**To-do list**
[1] Answer these questions using the Jakob Nielsen post, one answer per line, marked (a), (b) and (c):
(a) What is the title of the writer's free website-design ebook?
(b) What is the name of Nielsen's new book?
(c) Which design flaw is listed second?
[2] Carry on writing the Jakob Nielsen post, starting right after its final sentence.
start Text section
Jakob Nielsen Comes Back Swinging

I have taken a couple of weak-willed potshots at Jakob Nielsen, the original Web usability guy, not least in my free website-design ebook, Applying Lessons from Why We Buy. Most of my grumps relate to the dated nature of some of the guidelines in his books, Homepage Usability: 50 Websites Deconstructed and Designing Web Usability: The Practice of Simplicity.

Now Mr. Nielsen is back with a new book, Prioritizing Web Usability, that updates the design guidelines of the earlier books — and I’m liking it. As an example, here are eight design flaws that still plague the Web, and prevent your customers (or viewers or readers) from using your website effectively:

  1. links that don’t change color when visited
  2. breaking the back button
  3. opening new browser windows
  4. pop-up windows
  5. design elements that look like advertisements
  6. violating web-wide conventions
  7. vaporous content and empty hype
  8. dense content and unscannable text

There is lots more — the book is hefty in both weight and content. Lots of screen shots to illustrate the concepts, too, and marginal notes to call out important points. Links to detailed research abound.
end Text section
start Listing
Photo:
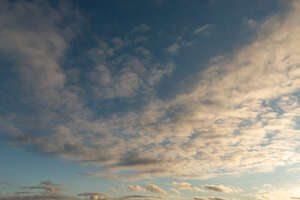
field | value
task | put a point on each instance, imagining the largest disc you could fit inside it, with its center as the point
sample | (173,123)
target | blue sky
(160,99)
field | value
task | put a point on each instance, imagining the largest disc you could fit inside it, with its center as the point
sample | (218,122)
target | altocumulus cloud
(231,104)
(222,188)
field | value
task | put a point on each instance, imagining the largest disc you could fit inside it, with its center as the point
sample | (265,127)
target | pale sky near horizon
(150,99)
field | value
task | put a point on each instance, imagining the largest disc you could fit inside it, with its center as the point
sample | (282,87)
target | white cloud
(141,28)
(222,188)
(136,188)
(154,188)
(174,190)
(225,122)
(187,186)
(201,29)
(173,48)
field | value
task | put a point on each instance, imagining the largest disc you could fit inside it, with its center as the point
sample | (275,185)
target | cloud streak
(239,116)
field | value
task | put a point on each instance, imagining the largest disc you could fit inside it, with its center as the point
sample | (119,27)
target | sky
(150,100)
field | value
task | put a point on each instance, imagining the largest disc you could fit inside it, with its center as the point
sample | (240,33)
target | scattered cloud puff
(154,188)
(173,48)
(141,28)
(239,116)
(95,196)
(187,186)
(221,188)
(201,29)
(48,187)
(174,190)
(136,188)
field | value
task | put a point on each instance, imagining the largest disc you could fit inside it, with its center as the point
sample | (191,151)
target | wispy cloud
(238,116)
(136,188)
(201,29)
(187,186)
(154,188)
(221,188)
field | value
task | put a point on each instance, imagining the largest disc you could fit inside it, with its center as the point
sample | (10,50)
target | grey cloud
(221,188)
(136,188)
(174,137)
(48,187)
(154,188)
(187,186)
(36,197)
(95,195)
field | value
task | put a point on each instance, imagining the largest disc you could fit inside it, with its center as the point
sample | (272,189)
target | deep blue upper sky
(145,99)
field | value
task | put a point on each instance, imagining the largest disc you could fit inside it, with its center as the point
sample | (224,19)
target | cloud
(238,116)
(95,195)
(221,188)
(173,48)
(136,188)
(37,197)
(187,186)
(174,190)
(208,198)
(141,28)
(154,188)
(48,187)
(137,197)
(201,29)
end Listing
**Expected responses**
[1]
(a) Applying Lessons from Why We Buy
(b) Prioritizing Web Usability
(c) Breaking the back button

[2]
If you are involved in web design, you need to read Nielsen’s new book. If your business has a website, your web designer needs to read Nielsen’s book. If you don’t have a website, but are planning one, ask your web designer if he’s familiar with Nielsen’s work. If the answer is no, consider a different web designer. If the answer is yes, ask if he’s read Nielsen’s new book. Any web designer worth being paid should be up-to-date on Nielsen.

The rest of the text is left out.